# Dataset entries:
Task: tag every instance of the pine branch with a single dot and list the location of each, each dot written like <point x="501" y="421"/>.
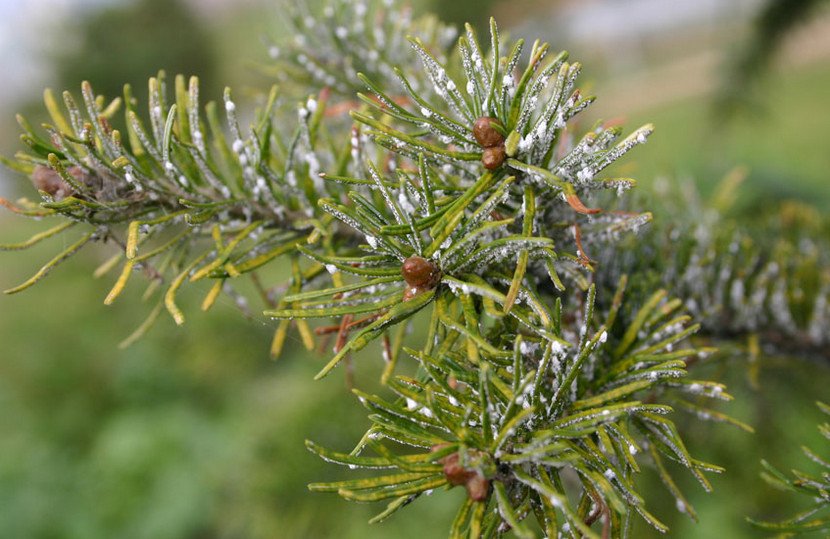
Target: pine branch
<point x="816" y="487"/>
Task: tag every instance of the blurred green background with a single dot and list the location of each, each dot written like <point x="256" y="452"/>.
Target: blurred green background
<point x="194" y="432"/>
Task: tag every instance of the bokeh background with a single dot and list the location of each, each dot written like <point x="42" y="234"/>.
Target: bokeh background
<point x="194" y="432"/>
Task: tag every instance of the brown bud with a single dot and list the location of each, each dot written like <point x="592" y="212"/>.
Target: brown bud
<point x="493" y="157"/>
<point x="485" y="134"/>
<point x="454" y="472"/>
<point x="47" y="180"/>
<point x="420" y="273"/>
<point x="477" y="487"/>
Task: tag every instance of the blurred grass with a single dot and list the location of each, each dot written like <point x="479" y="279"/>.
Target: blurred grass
<point x="783" y="142"/>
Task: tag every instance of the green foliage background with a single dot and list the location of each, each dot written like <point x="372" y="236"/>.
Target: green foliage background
<point x="194" y="432"/>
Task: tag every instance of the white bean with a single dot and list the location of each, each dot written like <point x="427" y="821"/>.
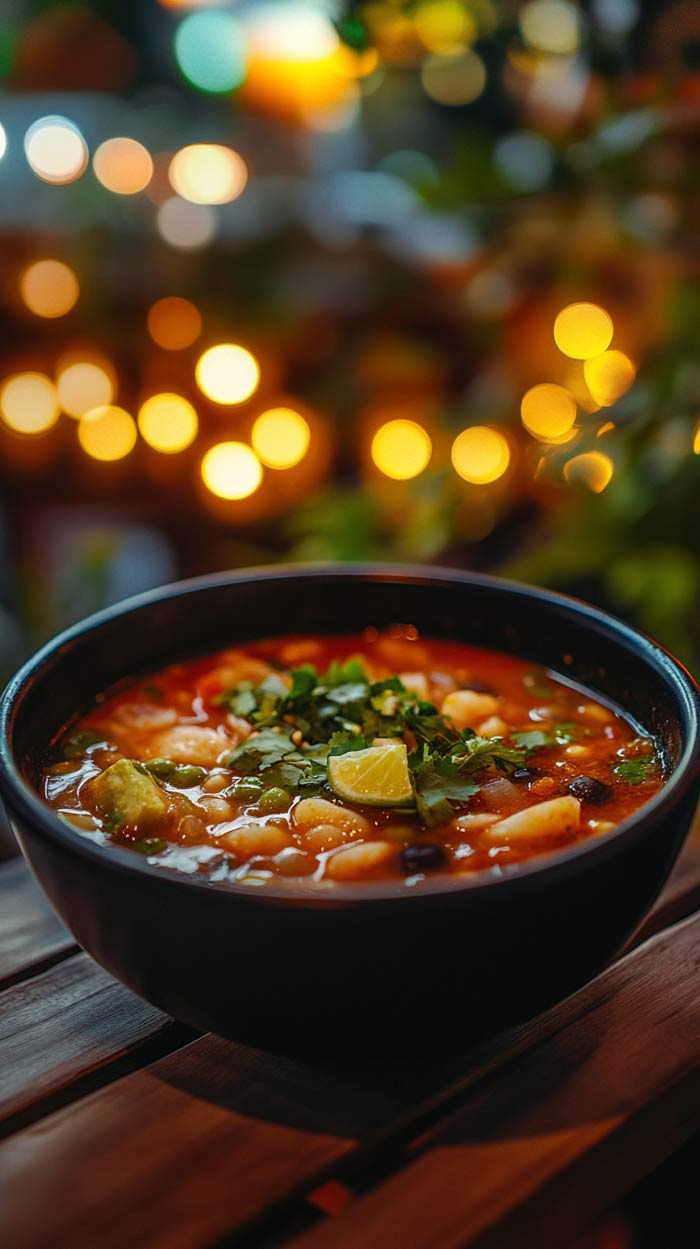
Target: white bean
<point x="546" y="821"/>
<point x="355" y="862"/>
<point x="311" y="812"/>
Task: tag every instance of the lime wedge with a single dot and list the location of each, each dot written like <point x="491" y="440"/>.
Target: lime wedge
<point x="378" y="777"/>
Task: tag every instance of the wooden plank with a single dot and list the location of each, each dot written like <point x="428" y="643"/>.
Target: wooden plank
<point x="31" y="937"/>
<point x="544" y="1145"/>
<point x="64" y="1026"/>
<point x="203" y="1142"/>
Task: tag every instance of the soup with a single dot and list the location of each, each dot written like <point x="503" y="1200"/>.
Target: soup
<point x="323" y="761"/>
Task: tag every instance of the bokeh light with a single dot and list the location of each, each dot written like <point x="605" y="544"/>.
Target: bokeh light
<point x="583" y="330"/>
<point x="228" y="374"/>
<point x="231" y="470"/>
<point x="55" y="150"/>
<point x="401" y="449"/>
<point x="174" y="322"/>
<point x="480" y="455"/>
<point x="123" y="165"/>
<point x="83" y="386"/>
<point x="454" y="80"/>
<point x="184" y="225"/>
<point x="208" y="174"/>
<point x="49" y="287"/>
<point x="609" y="376"/>
<point x="29" y="402"/>
<point x="108" y="432"/>
<point x="548" y="411"/>
<point x="209" y="50"/>
<point x="280" y="437"/>
<point x="444" y="25"/>
<point x="593" y="470"/>
<point x="551" y="26"/>
<point x="168" y="422"/>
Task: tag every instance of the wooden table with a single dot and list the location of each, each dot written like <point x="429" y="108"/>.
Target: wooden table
<point x="123" y="1129"/>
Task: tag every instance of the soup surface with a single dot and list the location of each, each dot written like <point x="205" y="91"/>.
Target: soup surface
<point x="349" y="758"/>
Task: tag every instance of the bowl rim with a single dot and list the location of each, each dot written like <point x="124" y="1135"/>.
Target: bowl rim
<point x="30" y="807"/>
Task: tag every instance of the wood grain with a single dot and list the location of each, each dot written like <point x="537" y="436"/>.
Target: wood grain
<point x="200" y="1143"/>
<point x="536" y="1150"/>
<point x="31" y="937"/>
<point x="61" y="1027"/>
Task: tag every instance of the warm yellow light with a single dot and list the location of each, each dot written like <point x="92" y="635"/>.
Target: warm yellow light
<point x="609" y="376"/>
<point x="401" y="449"/>
<point x="83" y="386"/>
<point x="49" y="287"/>
<point x="280" y="436"/>
<point x="455" y="79"/>
<point x="550" y="26"/>
<point x="444" y="25"/>
<point x="480" y="455"/>
<point x="208" y="174"/>
<point x="231" y="470"/>
<point x="174" y="322"/>
<point x="548" y="411"/>
<point x="228" y="374"/>
<point x="591" y="470"/>
<point x="583" y="330"/>
<point x="123" y="165"/>
<point x="108" y="432"/>
<point x="168" y="422"/>
<point x="29" y="402"/>
<point x="55" y="150"/>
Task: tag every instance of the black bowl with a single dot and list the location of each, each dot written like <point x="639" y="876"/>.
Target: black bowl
<point x="370" y="964"/>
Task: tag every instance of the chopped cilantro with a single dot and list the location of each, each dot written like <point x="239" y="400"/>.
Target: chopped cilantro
<point x="634" y="771"/>
<point x="341" y="711"/>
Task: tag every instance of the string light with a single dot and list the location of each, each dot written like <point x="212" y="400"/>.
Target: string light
<point x="548" y="411"/>
<point x="83" y="386"/>
<point x="108" y="432"/>
<point x="123" y="165"/>
<point x="228" y="374"/>
<point x="29" y="402"/>
<point x="208" y="174"/>
<point x="480" y="455"/>
<point x="231" y="470"/>
<point x="551" y="26"/>
<point x="583" y="330"/>
<point x="210" y="53"/>
<point x="454" y="80"/>
<point x="49" y="287"/>
<point x="609" y="376"/>
<point x="280" y="436"/>
<point x="401" y="449"/>
<point x="168" y="422"/>
<point x="55" y="150"/>
<point x="591" y="468"/>
<point x="185" y="225"/>
<point x="174" y="322"/>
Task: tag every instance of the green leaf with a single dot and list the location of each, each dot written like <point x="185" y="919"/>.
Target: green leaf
<point x="634" y="771"/>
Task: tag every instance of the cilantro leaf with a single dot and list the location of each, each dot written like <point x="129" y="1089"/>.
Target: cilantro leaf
<point x="634" y="771"/>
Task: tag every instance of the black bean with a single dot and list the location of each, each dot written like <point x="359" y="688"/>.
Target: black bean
<point x="525" y="775"/>
<point x="421" y="856"/>
<point x="589" y="789"/>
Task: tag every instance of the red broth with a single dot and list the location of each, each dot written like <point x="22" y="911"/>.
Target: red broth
<point x="331" y="760"/>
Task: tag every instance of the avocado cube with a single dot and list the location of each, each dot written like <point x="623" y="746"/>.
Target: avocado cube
<point x="125" y="797"/>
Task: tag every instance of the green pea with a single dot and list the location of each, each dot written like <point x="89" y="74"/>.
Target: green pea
<point x="161" y="768"/>
<point x="246" y="789"/>
<point x="186" y="775"/>
<point x="274" y="799"/>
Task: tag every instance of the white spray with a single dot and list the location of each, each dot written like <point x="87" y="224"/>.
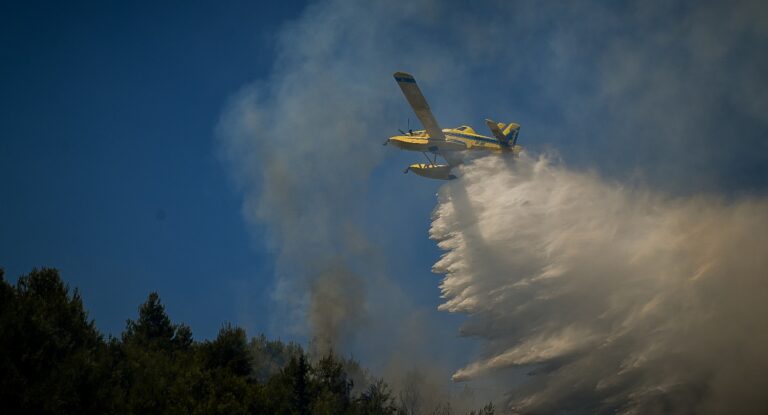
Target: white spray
<point x="612" y="298"/>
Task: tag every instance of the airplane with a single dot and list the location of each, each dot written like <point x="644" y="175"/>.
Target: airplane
<point x="447" y="142"/>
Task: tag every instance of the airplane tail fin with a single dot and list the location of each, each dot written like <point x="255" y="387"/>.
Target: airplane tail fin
<point x="505" y="133"/>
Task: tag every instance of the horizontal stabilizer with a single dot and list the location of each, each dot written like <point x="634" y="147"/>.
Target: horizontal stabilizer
<point x="506" y="134"/>
<point x="419" y="104"/>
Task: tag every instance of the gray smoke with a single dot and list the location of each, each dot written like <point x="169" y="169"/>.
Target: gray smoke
<point x="612" y="298"/>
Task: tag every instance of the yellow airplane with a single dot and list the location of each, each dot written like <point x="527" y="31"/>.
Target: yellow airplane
<point x="448" y="142"/>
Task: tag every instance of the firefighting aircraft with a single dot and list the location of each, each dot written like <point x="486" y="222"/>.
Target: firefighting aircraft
<point x="448" y="142"/>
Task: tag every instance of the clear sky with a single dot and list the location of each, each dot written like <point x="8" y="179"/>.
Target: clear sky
<point x="107" y="157"/>
<point x="222" y="153"/>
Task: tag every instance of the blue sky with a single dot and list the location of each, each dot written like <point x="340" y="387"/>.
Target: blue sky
<point x="107" y="157"/>
<point x="144" y="147"/>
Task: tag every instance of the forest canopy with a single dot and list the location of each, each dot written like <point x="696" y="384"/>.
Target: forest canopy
<point x="54" y="360"/>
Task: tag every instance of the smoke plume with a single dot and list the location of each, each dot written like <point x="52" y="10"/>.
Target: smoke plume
<point x="610" y="297"/>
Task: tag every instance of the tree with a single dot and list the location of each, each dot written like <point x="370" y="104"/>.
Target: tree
<point x="332" y="387"/>
<point x="376" y="400"/>
<point x="49" y="350"/>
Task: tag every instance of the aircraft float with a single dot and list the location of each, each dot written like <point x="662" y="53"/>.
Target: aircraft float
<point x="449" y="142"/>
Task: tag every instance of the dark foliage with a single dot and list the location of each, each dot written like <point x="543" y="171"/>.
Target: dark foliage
<point x="53" y="360"/>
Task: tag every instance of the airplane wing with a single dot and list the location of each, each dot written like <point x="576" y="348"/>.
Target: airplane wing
<point x="419" y="104"/>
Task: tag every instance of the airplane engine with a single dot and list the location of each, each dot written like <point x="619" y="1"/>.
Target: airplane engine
<point x="432" y="171"/>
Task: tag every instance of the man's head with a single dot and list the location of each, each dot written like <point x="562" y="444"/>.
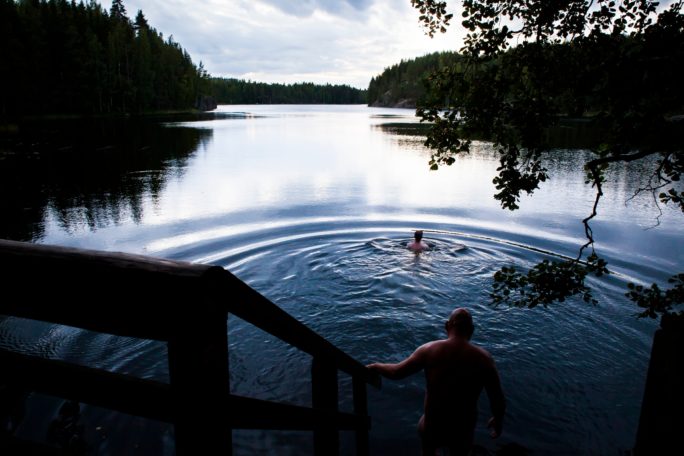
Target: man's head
<point x="460" y="322"/>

# Problem to work on:
Copy word for word the stretch of entries above from the line that has "Task: tag every instance of the soup with" through the line that has "Task: tag every instance of the bokeh light", both ends included, and nothing outside it.

# Answer for this exercise:
Task: tag every instance of the soup with a single dot and list the location of each, each dot written like <point x="503" y="1200"/>.
Target: soup
<point x="323" y="761"/>
Task: tag every instance of the bokeh light with a single dot and list the location of each, each dot written like <point x="605" y="544"/>.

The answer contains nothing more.